= Work instructions =
Reproduce the full listing as it stands. Images do not belong in the copy.

= Entries provided =
....

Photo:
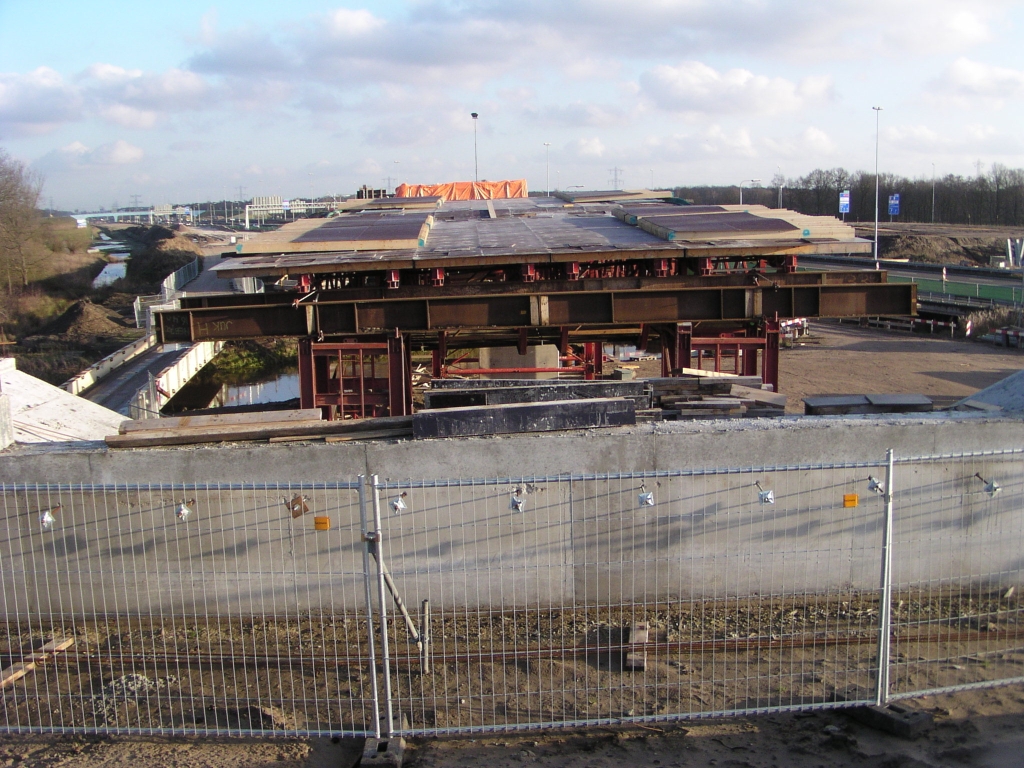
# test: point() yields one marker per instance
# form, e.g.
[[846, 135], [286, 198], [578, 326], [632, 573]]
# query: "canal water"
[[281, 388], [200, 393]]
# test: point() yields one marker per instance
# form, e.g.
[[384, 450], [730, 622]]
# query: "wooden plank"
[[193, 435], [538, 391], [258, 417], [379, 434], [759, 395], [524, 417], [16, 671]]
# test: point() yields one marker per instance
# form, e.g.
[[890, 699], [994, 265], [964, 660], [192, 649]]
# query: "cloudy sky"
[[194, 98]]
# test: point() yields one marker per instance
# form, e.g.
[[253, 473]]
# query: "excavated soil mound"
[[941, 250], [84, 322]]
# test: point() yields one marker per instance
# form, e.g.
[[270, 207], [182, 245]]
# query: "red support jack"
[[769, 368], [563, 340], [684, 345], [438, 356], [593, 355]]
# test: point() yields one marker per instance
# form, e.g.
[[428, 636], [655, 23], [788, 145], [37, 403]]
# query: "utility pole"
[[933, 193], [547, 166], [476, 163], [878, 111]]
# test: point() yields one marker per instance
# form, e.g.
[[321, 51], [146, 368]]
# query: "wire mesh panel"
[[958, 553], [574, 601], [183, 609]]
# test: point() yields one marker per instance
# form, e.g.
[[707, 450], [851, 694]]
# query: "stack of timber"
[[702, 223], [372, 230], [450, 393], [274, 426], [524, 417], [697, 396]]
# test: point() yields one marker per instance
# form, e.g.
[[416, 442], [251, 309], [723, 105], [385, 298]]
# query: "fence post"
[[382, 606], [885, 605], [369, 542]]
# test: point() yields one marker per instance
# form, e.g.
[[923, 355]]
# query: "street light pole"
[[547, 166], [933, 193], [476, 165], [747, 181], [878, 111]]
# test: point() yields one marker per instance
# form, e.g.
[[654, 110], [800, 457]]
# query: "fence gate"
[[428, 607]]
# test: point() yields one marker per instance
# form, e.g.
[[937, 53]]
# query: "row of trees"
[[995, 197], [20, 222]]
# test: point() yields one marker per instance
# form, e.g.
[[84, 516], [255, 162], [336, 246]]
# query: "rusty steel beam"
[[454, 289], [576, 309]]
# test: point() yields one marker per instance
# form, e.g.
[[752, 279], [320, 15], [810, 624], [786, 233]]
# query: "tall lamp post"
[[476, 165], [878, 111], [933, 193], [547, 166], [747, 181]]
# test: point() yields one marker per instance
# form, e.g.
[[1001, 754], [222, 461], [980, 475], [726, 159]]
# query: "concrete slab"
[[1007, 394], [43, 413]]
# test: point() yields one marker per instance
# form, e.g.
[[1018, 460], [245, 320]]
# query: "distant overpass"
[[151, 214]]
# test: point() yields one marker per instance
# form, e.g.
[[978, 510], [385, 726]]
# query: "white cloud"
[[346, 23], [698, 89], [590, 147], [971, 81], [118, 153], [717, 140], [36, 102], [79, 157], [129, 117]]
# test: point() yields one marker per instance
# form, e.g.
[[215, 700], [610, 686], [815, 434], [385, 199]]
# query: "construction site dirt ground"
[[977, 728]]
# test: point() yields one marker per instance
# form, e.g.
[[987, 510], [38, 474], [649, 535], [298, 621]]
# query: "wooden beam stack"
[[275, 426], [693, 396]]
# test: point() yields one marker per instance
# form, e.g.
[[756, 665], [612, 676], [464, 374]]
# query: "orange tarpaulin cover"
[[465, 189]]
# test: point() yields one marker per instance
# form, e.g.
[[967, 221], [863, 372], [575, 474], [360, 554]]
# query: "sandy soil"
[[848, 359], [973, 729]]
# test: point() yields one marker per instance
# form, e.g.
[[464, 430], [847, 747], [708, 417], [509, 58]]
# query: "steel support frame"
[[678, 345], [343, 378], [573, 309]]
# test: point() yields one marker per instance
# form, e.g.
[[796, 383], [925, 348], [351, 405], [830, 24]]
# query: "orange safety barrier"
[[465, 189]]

....

= Expected answer =
Photo:
# test: point() yields one marker per instance
# form, e.g.
[[846, 135], [286, 198], [578, 326], [632, 573]]
# query: "canal water"
[[281, 388], [200, 393]]
# test: point() yields one marker per instance
# form, e.g.
[[384, 450], [730, 622]]
# query: "wooden plank"
[[193, 435], [538, 391], [258, 417], [379, 434], [759, 395], [524, 417], [16, 671]]
# test: point() yields one marker per instance
# form, e.g.
[[890, 699], [994, 265], [964, 660], [192, 649]]
# query: "cloudy sky"
[[194, 98]]
# test: point() yields one marker per instance
# form, e.g.
[[253, 473]]
# query: "excavated soil mound"
[[941, 250], [84, 322]]
# test: point() yields one marker per instance
# form, e.g.
[[270, 207], [182, 245]]
# query: "red support jack"
[[769, 368], [563, 340], [684, 345], [438, 356], [593, 355]]
# test: point() yields one marker per instance
# form, e.g.
[[428, 636], [655, 23], [788, 145], [37, 403]]
# query: "utility pole"
[[933, 193], [547, 166], [476, 163], [878, 111]]
# test: point() yields one marker per instance
# form, e.g.
[[321, 51], [146, 368]]
# query: "wire mesh panel"
[[958, 553], [574, 601], [183, 609]]
# test: point() yields one marker per instance
# form, e.g.
[[707, 450], [851, 694]]
# query: "stack of timber"
[[702, 223], [372, 230], [450, 393], [274, 426], [524, 417], [697, 396]]
# test: point() yields one marker per instance
# form, e.g.
[[416, 442], [251, 309], [723, 105], [385, 298]]
# query: "fence post"
[[382, 606], [885, 605], [369, 542]]
# test: point() yields one marker per instance
# form, e.g.
[[923, 355]]
# query: "street light pole"
[[547, 166], [933, 193], [476, 165], [747, 181], [878, 111]]
# test: point() yields one marker per instance
# form, e.g.
[[654, 110], [800, 457]]
# query: "fence gate"
[[428, 607]]
# test: point() yields one marker per instance
# form, e.g.
[[937, 53]]
# query: "row of trees"
[[995, 197], [20, 222]]
# test: point() yields one marker per instance
# form, e.g.
[[84, 516], [255, 162], [336, 246]]
# query: "rusty steel beam"
[[454, 289], [576, 309]]
# test: point() yields one marker per instance
# form, e.g.
[[752, 279], [320, 15], [810, 624], [786, 233]]
# query: "tall lamp post"
[[476, 165], [878, 111], [933, 193], [547, 166], [747, 181]]
# test: point() yields one marker per instance
# form, e.g.
[[1001, 754], [222, 461], [980, 475], [726, 159]]
# query: "concrete slab"
[[1007, 394], [43, 413]]
# test: point() yields one marker per instance
# form, e.g.
[[1018, 460], [245, 320]]
# query: "distant overpass"
[[151, 214]]
# test: point() yields one marker per instance
# form, e.g.
[[978, 510], [385, 726]]
# query: "white cloud"
[[346, 23], [698, 89], [590, 147], [971, 81], [118, 153], [717, 140], [36, 102], [79, 157], [129, 117]]
# test: point() yields one marker per instance
# form, e.g.
[[215, 700], [610, 686], [815, 434], [385, 199]]
# query: "construction site dirt ground"
[[977, 728]]
# test: point() yields one marker per instance
# form, e.g.
[[987, 510], [38, 474], [649, 535], [298, 621]]
# query: "wooden beam stack"
[[275, 426], [693, 396]]
# test: point() yields one marker per instance
# form, e.g.
[[756, 665], [612, 676], [464, 374]]
# query: "orange tarpaulin cover"
[[465, 189]]
# test: point() yields one marker per instance
# form, e.g.
[[967, 221], [863, 372], [575, 474], [360, 554]]
# query: "sandy soil"
[[848, 359], [973, 729]]
# test: point() yields one marker per instance
# form, e.g.
[[464, 430], [847, 747], [708, 417], [509, 58]]
# query: "steel support frame"
[[678, 345], [343, 378], [573, 309]]
# test: point() yields one marker per instance
# form, e.g.
[[796, 383], [925, 348], [351, 405], [830, 24]]
# query: "orange safety barrier"
[[465, 189]]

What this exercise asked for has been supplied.